_Records for processing_.
▼
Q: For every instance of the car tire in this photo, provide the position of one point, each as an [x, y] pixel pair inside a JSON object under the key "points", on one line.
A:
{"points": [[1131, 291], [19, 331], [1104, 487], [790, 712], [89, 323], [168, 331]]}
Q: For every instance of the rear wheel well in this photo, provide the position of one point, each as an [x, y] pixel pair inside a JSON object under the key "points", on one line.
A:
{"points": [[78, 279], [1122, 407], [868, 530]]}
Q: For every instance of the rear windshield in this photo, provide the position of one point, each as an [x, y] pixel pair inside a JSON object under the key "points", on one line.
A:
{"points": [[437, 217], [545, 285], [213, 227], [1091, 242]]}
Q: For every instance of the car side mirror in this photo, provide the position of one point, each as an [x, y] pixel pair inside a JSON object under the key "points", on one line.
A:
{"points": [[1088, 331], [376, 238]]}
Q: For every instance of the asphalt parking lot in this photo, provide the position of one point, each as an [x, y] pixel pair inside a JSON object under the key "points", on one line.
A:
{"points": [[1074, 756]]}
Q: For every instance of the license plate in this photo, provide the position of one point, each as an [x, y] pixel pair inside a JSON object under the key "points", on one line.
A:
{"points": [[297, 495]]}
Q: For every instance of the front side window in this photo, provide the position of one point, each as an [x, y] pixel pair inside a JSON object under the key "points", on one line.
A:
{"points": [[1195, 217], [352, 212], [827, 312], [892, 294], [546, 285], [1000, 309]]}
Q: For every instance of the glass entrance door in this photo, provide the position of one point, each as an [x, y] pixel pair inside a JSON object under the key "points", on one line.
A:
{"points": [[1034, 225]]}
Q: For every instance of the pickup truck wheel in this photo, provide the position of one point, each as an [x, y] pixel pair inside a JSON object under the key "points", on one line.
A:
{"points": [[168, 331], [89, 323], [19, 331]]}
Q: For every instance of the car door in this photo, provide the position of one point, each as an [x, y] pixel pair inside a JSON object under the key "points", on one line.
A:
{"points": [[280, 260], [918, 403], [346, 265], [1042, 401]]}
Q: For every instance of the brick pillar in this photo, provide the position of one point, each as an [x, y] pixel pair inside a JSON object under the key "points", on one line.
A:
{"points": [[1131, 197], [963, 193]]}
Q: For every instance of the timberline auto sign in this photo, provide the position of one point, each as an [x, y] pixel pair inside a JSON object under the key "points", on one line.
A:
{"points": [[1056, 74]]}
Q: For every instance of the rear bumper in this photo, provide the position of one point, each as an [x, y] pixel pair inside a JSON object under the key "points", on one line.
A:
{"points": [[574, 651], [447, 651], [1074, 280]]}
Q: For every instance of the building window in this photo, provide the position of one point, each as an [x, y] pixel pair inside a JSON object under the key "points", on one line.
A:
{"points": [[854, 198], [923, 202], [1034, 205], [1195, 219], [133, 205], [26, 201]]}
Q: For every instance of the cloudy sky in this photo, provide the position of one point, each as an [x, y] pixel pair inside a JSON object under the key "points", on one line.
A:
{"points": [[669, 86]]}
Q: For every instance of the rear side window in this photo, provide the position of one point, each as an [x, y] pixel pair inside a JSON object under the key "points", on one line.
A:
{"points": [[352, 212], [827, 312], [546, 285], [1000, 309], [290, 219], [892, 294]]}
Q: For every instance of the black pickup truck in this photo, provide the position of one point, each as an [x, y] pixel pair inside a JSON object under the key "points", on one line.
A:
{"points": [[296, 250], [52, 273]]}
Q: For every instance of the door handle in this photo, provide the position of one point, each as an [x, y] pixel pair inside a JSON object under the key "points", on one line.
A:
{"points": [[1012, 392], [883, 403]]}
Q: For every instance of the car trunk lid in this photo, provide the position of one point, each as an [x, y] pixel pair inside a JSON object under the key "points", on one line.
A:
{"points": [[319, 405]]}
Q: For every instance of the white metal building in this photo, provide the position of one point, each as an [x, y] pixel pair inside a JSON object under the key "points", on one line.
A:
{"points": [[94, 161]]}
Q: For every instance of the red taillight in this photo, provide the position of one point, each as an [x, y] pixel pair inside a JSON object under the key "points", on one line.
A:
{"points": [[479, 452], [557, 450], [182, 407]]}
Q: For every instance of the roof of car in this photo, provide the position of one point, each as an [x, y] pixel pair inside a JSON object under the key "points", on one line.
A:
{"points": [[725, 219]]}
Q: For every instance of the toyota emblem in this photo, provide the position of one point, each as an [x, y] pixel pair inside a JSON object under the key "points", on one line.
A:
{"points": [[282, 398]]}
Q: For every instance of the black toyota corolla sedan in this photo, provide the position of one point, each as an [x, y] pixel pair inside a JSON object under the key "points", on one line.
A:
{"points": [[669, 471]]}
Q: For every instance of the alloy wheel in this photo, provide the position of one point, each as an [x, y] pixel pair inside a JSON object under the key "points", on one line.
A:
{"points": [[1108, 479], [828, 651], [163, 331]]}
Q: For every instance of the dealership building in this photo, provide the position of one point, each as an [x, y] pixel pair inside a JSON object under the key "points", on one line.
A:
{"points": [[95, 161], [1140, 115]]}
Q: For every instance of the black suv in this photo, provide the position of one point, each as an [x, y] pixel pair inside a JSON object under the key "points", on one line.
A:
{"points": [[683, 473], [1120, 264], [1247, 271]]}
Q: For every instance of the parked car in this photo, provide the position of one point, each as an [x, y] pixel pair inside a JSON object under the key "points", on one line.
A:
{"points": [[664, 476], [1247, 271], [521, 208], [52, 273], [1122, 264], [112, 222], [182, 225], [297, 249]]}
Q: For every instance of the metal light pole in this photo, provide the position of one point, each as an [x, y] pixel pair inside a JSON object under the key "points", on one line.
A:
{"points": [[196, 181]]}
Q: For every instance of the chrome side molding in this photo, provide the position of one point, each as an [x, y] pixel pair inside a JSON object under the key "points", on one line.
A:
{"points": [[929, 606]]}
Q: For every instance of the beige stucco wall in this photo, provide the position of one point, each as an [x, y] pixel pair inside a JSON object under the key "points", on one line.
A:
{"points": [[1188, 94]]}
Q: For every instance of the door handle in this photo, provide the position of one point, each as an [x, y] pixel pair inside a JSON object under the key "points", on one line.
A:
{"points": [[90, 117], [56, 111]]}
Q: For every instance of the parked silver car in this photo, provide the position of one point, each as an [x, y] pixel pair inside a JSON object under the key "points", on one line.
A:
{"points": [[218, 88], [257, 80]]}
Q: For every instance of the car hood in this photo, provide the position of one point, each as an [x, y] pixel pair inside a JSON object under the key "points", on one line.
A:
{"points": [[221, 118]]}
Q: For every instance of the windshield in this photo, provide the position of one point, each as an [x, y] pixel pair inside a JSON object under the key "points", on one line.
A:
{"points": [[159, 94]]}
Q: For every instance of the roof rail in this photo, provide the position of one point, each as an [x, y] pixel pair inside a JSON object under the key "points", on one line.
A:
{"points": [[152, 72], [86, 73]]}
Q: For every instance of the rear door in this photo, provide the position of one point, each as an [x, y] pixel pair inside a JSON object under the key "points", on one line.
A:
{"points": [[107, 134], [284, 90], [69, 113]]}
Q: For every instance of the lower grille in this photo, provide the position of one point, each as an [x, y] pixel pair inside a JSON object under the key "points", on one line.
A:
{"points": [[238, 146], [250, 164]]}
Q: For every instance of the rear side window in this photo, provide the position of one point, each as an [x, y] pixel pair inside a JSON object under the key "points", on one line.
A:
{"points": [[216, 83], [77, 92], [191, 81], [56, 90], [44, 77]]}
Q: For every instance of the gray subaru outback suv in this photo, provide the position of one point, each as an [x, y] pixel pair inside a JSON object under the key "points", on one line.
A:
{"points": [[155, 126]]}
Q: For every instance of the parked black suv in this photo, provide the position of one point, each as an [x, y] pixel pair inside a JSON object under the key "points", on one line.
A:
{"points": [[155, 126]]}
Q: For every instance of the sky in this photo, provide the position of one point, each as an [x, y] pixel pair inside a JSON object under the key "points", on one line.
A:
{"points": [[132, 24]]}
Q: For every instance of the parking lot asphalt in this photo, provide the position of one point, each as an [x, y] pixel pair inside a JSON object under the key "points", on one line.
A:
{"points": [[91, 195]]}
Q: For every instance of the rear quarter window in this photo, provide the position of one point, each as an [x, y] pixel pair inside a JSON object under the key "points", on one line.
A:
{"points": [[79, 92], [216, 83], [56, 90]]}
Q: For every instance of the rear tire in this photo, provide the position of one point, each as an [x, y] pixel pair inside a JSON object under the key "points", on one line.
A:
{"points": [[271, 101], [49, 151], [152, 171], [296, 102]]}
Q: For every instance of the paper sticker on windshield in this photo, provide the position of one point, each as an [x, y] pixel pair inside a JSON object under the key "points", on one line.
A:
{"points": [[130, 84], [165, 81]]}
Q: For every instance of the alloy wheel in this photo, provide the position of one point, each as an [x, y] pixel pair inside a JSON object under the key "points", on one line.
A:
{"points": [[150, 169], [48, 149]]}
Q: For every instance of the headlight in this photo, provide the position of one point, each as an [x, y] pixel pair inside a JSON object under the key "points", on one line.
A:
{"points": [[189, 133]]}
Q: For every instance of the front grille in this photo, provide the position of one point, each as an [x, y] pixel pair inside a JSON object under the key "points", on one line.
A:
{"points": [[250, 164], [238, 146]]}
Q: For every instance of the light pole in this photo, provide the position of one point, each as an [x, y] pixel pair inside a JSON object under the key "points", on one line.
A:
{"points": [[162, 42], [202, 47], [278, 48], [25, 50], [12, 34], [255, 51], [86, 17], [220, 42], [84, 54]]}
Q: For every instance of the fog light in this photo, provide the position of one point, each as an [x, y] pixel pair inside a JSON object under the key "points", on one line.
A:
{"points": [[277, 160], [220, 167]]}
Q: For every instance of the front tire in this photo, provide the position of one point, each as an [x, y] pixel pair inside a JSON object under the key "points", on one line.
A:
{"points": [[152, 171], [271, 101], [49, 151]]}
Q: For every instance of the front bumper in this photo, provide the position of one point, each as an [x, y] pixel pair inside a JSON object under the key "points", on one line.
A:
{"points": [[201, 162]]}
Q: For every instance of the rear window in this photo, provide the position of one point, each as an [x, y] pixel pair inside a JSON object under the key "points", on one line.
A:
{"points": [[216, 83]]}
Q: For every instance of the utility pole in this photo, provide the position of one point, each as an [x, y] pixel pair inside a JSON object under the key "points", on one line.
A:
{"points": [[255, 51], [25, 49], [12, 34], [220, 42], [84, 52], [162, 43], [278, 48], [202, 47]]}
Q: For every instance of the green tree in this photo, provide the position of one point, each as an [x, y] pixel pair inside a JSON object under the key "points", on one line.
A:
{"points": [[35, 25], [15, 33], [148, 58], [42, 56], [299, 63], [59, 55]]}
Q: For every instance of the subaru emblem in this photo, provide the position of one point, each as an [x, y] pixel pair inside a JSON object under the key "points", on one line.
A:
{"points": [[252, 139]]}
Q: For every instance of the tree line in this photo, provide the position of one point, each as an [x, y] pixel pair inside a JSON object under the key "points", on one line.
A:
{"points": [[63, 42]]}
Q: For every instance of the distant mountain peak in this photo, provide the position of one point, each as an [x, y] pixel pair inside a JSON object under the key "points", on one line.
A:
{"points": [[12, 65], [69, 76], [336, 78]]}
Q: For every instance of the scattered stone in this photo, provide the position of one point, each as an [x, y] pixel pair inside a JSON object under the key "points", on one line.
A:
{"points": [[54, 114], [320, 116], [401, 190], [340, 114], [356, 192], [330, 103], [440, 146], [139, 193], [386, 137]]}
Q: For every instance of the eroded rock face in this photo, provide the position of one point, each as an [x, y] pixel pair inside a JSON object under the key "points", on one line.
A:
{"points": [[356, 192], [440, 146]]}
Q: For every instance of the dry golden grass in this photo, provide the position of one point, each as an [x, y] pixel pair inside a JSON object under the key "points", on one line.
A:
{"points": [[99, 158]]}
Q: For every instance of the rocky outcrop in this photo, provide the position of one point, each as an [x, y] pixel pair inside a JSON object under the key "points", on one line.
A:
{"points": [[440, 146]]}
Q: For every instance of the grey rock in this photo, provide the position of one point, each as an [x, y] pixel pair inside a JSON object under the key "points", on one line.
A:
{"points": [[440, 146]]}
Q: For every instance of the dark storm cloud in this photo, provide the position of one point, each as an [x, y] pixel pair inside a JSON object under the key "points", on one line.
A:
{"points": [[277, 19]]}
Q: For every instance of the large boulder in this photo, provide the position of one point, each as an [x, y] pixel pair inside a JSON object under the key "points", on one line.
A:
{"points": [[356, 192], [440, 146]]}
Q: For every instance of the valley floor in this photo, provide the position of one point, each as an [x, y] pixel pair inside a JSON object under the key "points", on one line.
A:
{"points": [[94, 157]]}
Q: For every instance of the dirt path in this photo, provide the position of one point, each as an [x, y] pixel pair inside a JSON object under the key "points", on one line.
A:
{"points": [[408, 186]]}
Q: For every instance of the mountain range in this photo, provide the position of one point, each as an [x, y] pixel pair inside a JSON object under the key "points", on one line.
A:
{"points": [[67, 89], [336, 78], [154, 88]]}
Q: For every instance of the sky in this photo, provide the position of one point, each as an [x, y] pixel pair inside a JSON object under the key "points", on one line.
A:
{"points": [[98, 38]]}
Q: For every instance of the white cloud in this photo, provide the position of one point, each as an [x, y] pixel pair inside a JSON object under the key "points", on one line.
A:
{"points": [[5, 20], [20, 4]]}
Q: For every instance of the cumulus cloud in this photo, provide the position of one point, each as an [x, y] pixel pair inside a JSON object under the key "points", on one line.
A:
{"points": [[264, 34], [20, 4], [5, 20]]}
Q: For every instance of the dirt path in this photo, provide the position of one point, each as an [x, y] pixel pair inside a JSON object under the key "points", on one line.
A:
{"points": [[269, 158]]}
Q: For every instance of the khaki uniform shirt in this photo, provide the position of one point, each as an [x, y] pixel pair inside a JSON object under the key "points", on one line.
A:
▲
_Task instructions_. The answer is to be the lines from the one holding "Q: For every instance of the white cloud" through the end of the data above, transcribed character for character, both ends included.

_Exercise solution_.
Q: For every instance of the white cloud in this photo, provide the position of one point, each as an [x, y] pixel pair inside a JSON object under the key "points", on one line.
A:
{"points": [[5, 20], [20, 4]]}
Q: For every instance of the cumulus cloud in this photo, provide the position of one point, each as an [x, y] pixel pair inside a JSON object under the key "points", on one line.
A:
{"points": [[264, 34], [20, 4], [5, 20]]}
Q: For every instance of the dirt path in this photo, provide the position of one point, each as an [x, y] pixel pair inside a JSON object under the key "points", on one line.
A:
{"points": [[269, 158]]}
Q: For every instance of the khaki uniform shirt in this photo, provide the position of one point, each as an [x, y] pixel pair inside a JSON object under the key "points", on one line.
A:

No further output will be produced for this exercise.